Even more unfortunately, we have to give credit where credit is due. 

NFL: Los Angeles Chargers at Philadelphia Eagles Eric Hartline-USA TODAY Sports

Greg Studrawa came to Ohio State in 2016 to take over offensive line coaching duties. In 2018, the Cincinnati Bengals took center Billy Price 21st overall in the NFL Draft — the only first-round draft pick from the offensive line during the line coach’s tenure. Studrawa was not retained when head coach Ryan Day restructured his staff earlier this month, and Ohio State announced last week that Justin Frye, who formerly coached the offensive line at UCLA, would be filling the vacant position.

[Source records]
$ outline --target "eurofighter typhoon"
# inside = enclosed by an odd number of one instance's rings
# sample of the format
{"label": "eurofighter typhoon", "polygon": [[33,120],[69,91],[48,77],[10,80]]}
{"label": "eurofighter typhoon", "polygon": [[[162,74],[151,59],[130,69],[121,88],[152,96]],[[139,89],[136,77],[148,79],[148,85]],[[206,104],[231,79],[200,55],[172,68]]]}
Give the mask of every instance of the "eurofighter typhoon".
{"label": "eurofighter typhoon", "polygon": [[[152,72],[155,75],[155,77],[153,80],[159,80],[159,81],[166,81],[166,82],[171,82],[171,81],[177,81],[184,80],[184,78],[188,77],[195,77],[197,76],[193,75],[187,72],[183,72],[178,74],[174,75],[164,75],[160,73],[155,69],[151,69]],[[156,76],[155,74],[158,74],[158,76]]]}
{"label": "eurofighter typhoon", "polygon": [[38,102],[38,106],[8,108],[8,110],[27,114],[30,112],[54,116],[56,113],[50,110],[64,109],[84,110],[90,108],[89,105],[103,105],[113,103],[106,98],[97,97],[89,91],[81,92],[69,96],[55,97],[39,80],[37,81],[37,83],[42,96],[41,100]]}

#### EXERCISE BRIEF:
Please copy the Ohio State offensive line coaching text above in full, word for word.

#### ANSWER TO THIS PROBLEM:
Even more unfortunately, we have to give credit where credit is due. 

NFL: Los Angeles Chargers at Philadelphia Eagles Eric Hartline-USA TODAY Sports

Greg Studrawa came to Ohio State in 2016 to take over offensive line coaching duties. In 2018, the Cincinnati Bengals took center Billy Price 21st overall in the NFL Draft — the only first-round draft pick from the offensive line during the line coach’s tenure. Studrawa was not retained when head coach Ryan Day restructured his staff earlier this month, and Ohio State announced last week that Justin Frye, who formerly coached the offensive line at UCLA, would be filling the vacant position.